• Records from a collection
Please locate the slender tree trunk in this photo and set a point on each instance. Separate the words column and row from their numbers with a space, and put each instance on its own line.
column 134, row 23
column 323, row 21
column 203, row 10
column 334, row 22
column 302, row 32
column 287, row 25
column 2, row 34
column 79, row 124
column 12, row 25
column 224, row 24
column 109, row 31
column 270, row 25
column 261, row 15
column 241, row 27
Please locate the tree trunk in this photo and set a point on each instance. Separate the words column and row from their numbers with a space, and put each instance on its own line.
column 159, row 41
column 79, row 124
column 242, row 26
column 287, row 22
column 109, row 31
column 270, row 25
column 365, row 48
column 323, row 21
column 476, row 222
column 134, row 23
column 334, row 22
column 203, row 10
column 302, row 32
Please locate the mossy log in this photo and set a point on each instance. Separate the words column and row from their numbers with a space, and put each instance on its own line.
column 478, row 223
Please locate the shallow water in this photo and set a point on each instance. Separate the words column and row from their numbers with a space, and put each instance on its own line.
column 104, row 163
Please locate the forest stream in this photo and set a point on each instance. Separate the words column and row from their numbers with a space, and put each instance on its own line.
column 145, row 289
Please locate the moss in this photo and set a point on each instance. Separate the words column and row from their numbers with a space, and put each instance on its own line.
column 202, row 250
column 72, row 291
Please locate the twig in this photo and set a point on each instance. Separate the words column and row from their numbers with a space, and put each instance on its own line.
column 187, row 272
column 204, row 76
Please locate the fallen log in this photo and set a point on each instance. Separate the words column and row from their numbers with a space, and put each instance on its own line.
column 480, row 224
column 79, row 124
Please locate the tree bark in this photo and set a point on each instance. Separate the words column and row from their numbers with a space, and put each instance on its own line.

• Directive
Copy all of the material above line for line, changing nothing.

• Completed task
Please locate the slender tree trunk in this photo and set a point on each instance. Separate the words column and row from their numbers with a space, and put each instance on its own line.
column 134, row 23
column 323, row 21
column 203, row 10
column 334, row 22
column 302, row 32
column 287, row 25
column 2, row 34
column 79, row 124
column 12, row 25
column 224, row 24
column 109, row 31
column 270, row 25
column 261, row 15
column 241, row 27
Please locate the tree trunk in this photo and set a point on each instance. Separate the words column and row from their numbers with a space, and put each instance on its own line.
column 159, row 41
column 79, row 124
column 242, row 26
column 287, row 22
column 109, row 31
column 270, row 25
column 365, row 48
column 323, row 21
column 476, row 222
column 134, row 23
column 334, row 22
column 203, row 10
column 302, row 32
Please locate the mossy log in this photo and set a point on each instance. Separate the words column and row from their numbers with a space, and put each instance on its own line.
column 478, row 223
Please locate the shallow water in this photo and set a point on each instance. Separate the words column and row from their numbers with a space, and put each instance on its own line.
column 104, row 163
Please locate the forest stream in this photo and set a point on each instance. Separate the words column and row from their numbers with a space, and put each instance on its own line.
column 145, row 289
Please locate the moss in this photo and set a point on each instance. Separate the words column and row from their numbers with a space, and put each instance on its own line.
column 202, row 250
column 72, row 291
Please locate the twig in this photo and set a point on each instance. Separate the words column and row from their numbers with a space, and put each instance on its own line.
column 187, row 272
column 204, row 76
Please locate the fallen log in this photo and set a point on each instance. Separate the words column and row from their numbers with a space, and put each instance on its own line.
column 480, row 224
column 79, row 124
Please locate the tree bark in this photo and set a point on each instance. Separate the words column and row from their numbers with a space, and put each instance on its own line.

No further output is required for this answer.